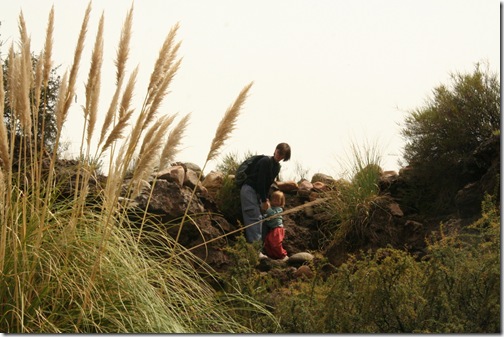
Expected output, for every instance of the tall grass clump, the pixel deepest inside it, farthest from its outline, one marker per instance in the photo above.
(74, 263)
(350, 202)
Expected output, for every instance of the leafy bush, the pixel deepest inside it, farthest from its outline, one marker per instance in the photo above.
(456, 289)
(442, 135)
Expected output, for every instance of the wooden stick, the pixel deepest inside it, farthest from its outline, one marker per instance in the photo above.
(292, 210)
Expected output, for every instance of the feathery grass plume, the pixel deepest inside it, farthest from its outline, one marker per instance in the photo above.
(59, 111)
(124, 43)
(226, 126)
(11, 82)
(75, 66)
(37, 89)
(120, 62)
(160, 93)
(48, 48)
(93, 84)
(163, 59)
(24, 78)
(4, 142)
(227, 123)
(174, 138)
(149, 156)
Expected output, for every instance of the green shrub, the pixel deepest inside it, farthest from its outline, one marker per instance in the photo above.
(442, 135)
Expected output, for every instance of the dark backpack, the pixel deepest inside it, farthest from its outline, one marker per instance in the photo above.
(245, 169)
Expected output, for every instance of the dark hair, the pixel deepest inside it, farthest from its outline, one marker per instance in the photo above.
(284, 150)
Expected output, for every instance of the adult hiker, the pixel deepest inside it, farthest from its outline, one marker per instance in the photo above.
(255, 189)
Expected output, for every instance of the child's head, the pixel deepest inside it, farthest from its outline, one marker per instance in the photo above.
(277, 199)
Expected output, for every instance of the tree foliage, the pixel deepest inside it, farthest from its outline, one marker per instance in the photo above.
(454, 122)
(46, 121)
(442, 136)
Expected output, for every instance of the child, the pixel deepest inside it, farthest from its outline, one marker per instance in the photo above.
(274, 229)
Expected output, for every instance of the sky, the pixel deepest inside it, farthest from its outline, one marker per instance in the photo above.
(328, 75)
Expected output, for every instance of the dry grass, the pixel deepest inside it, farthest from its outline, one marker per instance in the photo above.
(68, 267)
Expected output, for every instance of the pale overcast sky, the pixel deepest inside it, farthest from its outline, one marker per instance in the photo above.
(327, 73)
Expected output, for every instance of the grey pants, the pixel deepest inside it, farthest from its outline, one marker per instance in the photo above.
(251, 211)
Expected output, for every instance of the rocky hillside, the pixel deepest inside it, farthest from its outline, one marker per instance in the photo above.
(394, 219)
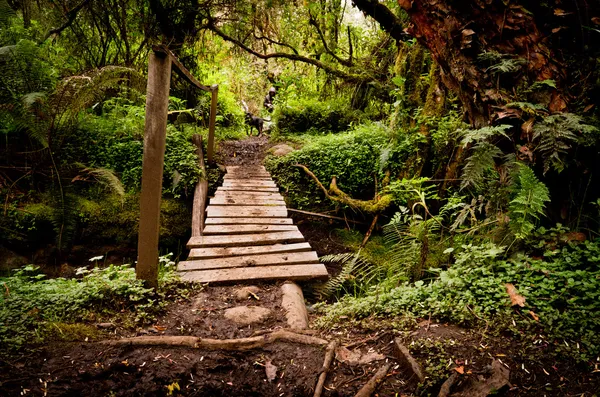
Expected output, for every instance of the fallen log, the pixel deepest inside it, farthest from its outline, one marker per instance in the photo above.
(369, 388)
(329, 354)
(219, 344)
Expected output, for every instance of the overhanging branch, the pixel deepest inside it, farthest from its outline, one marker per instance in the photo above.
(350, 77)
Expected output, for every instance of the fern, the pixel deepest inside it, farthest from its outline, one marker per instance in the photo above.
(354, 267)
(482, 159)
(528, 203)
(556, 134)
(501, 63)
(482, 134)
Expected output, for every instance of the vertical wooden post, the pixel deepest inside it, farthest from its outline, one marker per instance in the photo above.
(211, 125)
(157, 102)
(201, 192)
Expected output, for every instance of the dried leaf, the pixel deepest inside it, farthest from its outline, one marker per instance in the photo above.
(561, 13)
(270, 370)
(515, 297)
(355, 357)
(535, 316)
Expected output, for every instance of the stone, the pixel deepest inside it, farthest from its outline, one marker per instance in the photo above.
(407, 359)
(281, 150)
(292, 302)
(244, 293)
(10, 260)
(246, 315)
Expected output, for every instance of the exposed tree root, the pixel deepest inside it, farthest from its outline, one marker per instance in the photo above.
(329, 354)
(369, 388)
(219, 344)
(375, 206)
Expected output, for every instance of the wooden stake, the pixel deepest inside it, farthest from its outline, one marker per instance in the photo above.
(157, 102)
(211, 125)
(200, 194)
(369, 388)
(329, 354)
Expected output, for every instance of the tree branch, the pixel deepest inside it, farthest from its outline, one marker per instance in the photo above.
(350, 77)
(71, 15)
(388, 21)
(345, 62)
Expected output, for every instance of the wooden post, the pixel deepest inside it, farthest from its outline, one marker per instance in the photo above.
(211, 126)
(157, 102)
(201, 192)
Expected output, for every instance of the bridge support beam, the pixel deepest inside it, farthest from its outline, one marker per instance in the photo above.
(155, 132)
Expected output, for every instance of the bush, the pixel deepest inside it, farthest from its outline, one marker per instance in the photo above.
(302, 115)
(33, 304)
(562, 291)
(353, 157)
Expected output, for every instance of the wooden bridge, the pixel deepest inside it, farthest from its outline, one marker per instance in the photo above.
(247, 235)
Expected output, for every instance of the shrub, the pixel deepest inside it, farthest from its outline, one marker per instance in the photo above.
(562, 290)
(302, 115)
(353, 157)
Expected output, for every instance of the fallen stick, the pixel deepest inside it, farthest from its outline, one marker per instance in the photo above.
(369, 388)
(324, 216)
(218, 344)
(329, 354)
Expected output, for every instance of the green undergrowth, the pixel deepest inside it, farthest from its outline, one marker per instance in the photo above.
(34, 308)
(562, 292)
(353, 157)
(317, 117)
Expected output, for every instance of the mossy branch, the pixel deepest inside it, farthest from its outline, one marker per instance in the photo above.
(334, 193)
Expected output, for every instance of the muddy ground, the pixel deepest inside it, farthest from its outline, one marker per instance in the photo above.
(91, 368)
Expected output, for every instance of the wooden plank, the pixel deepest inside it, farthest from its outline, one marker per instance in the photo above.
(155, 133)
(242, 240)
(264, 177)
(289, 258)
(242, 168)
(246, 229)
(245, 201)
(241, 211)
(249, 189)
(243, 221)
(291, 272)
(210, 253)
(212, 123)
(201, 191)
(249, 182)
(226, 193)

==========

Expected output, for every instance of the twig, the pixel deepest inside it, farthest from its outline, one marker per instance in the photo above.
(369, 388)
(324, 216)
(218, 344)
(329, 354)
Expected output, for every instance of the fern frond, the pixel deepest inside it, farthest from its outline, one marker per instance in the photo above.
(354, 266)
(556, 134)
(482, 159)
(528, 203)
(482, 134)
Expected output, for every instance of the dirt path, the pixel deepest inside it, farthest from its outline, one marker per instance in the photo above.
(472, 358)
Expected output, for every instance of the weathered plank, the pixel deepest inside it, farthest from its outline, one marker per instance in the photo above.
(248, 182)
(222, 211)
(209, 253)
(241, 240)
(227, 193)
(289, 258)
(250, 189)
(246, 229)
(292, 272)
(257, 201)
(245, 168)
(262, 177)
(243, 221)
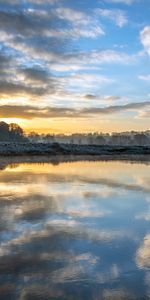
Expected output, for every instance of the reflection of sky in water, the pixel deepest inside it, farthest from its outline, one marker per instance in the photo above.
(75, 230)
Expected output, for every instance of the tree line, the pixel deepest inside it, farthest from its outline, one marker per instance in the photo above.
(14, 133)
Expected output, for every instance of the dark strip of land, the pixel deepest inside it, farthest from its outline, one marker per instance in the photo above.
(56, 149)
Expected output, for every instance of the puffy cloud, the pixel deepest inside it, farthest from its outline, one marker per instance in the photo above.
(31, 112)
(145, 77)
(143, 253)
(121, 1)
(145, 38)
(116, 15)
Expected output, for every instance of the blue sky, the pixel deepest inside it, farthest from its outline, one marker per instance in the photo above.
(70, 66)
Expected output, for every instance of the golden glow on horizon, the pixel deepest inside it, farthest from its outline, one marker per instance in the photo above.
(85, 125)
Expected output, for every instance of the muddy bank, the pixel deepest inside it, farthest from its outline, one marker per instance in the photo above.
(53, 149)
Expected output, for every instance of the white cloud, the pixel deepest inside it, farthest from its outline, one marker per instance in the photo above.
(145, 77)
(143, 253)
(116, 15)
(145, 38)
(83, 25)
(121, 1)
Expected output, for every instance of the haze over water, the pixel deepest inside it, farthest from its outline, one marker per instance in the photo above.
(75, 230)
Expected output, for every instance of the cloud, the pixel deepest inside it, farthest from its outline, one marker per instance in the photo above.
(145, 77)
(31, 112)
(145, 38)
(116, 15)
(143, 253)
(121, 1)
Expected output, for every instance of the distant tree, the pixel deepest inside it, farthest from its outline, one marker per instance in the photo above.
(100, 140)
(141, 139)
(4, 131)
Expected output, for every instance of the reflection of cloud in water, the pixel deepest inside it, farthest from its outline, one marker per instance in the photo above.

==========

Output the listing lines from the one containing "Expected output, for every instance of the muddy bank, the" through the one containing "Expected output, for every instance of the reflection of cloud", both included, as a JSON array of strings with one string per line and blank lines omitted.

THE SOLUTION
[
  "Expected output, for every instance of the muddy bank, the pixel deepest inside it, farthest from its outline, one marker per instance in the photo above.",
  "(53, 149)",
  "Expected output, for every instance of the white cloud, the pixel deepest inside it, farthest from its outline, one marker per instance in the photo above.",
  "(145, 77)",
  "(143, 253)",
  "(116, 15)",
  "(145, 38)",
  "(83, 25)",
  "(121, 1)",
  "Expected output, for every instance of the haze over water, the pixel deepest inside it, farthest from its outline, one marker per instance in the photo above.",
  "(75, 230)",
  "Expected output, for every instance of the cloud, the pixel deepest inside it, farthest from its outline, one marker per instance in the photo above.",
  "(145, 77)",
  "(31, 112)",
  "(145, 38)",
  "(116, 15)",
  "(143, 253)",
  "(121, 1)",
  "Expected output, for every instance of the distant tree, the pixel deepest inside it, farthest from its outline, one marker per instance in the photo above.",
  "(100, 140)",
  "(141, 139)",
  "(4, 131)",
  "Expected output, for every instance of the reflection of cloud in water, the pixel deepest inside it, farthest from its outline, one marker per instance in the photo above."
]